■ **EXERCISE DATA**
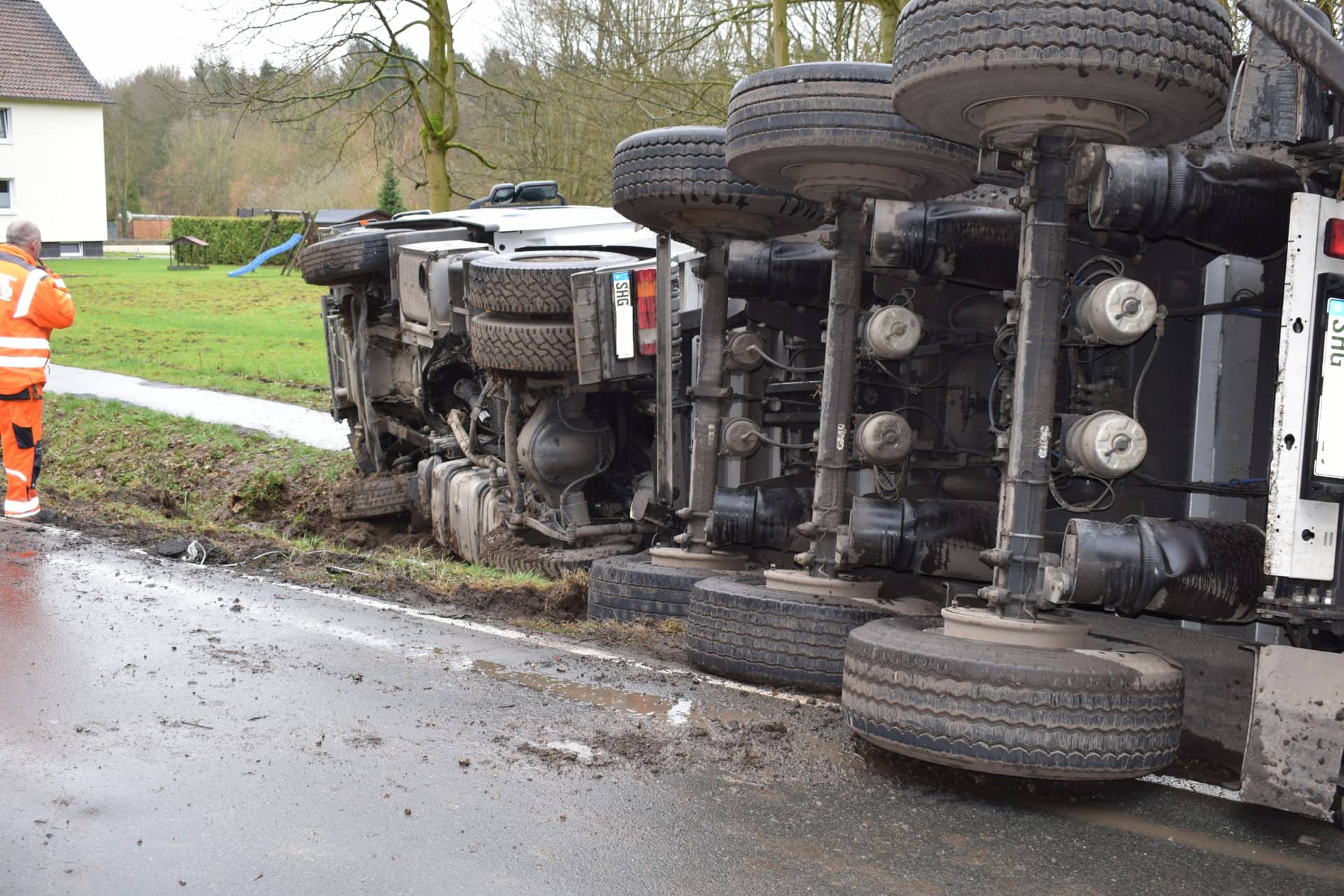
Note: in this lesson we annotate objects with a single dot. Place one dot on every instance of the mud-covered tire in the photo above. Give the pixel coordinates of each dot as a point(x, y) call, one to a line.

--

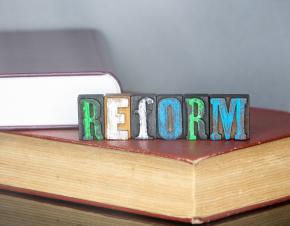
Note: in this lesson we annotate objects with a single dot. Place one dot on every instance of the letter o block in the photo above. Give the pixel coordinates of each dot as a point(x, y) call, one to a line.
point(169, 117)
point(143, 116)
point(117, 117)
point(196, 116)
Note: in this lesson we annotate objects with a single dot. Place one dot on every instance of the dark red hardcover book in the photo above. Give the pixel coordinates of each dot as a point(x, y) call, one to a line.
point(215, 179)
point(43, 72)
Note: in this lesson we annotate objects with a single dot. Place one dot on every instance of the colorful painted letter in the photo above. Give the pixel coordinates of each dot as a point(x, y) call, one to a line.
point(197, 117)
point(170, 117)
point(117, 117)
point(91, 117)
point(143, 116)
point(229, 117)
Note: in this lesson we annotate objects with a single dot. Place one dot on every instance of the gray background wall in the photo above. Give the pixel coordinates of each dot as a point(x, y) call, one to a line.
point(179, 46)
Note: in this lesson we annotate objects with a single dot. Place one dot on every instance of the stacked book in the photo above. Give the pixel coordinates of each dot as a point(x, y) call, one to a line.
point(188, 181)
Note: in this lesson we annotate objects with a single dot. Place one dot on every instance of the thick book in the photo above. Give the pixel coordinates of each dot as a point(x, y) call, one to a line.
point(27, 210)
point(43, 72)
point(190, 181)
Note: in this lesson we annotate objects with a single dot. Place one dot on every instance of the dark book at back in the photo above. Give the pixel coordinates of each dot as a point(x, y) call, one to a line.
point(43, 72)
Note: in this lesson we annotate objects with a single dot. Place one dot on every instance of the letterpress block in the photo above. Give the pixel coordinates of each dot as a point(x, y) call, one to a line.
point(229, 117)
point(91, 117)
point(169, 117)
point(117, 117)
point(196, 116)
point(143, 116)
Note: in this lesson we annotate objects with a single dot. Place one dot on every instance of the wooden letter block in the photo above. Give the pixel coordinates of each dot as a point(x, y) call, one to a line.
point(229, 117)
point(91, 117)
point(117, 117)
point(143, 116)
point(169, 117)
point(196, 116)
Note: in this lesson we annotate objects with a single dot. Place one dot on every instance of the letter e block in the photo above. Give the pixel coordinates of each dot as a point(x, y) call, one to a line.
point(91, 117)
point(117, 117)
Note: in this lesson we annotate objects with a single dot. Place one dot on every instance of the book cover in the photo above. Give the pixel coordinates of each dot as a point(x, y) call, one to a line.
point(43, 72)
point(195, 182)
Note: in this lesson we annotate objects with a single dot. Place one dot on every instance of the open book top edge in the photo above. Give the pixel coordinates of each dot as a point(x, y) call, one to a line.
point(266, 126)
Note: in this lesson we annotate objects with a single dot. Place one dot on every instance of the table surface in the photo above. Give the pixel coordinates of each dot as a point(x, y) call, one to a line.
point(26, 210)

■ **TO DO**
Put the lines from the one containing "of the table" through the one containing "point(26, 210)" into a numbered list, omitting blank lines.

■ **ANSWER**
1. Note: in this lesson we annotate objects with a single dot. Place one dot on every instance of the table surface in the photo above. Give the pixel coordinates of each dot as a point(x, y) call, one to a line.
2. point(26, 210)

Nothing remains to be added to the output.